§ **ABOUT THIS EXERCISE**: Could you return each line from the one bearing "--holes even-odd" through the last line of the entries, exactly as it stands, with no pictures?

Segment Open

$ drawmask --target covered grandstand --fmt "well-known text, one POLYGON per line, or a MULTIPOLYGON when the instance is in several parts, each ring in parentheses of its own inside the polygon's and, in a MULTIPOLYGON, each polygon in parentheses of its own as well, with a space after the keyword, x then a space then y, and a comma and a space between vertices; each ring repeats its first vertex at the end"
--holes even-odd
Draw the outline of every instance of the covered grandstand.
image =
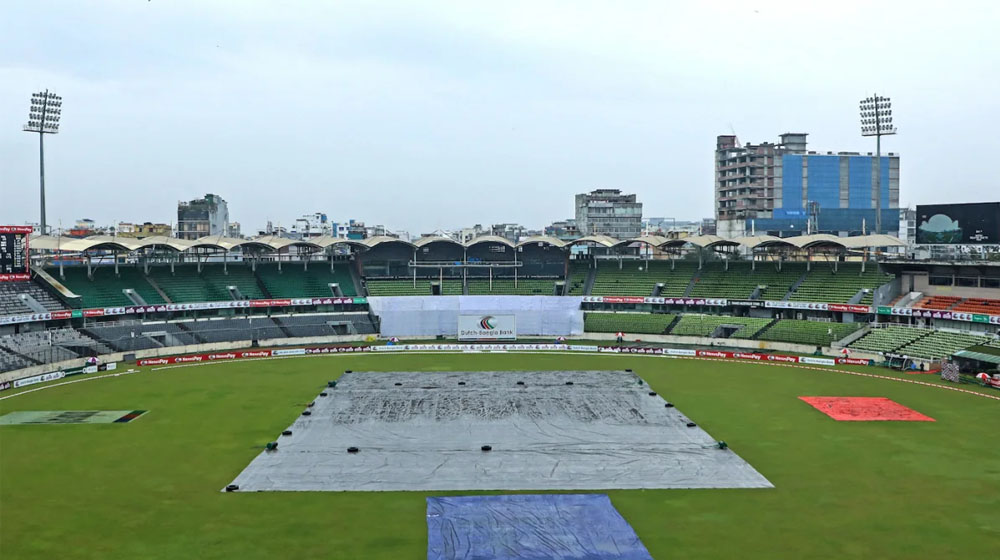
POLYGON ((898 244, 823 235, 518 243, 34 237, 33 279, 0 284, 0 336, 47 341, 31 333, 75 329, 80 337, 59 331, 48 354, 19 352, 34 347, 16 338, 0 342, 0 351, 3 367, 15 369, 104 348, 253 341, 265 331, 295 338, 310 332, 298 317, 320 315, 349 317, 351 326, 320 325, 317 336, 375 335, 379 318, 368 298, 399 296, 575 298, 594 334, 848 347, 924 360, 993 343, 1000 267, 872 259, 874 249, 898 244), (126 331, 128 341, 116 338, 126 331))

Segment Closed

§ **ANSWER**:
--holes even-odd
Draw the outline of every instance of the covered grandstand.
image =
POLYGON ((898 244, 823 235, 518 243, 34 237, 33 279, 0 284, 0 336, 47 341, 31 333, 75 329, 80 337, 59 331, 48 354, 19 352, 34 347, 16 338, 0 342, 0 351, 3 367, 15 369, 104 348, 253 341, 265 331, 295 338, 310 332, 298 317, 320 315, 349 317, 351 326, 320 325, 317 336, 375 335, 379 318, 368 298, 399 296, 575 298, 594 334, 848 347, 924 360, 993 343, 1000 267, 872 259, 874 249, 898 244), (126 331, 128 341, 116 338, 126 331))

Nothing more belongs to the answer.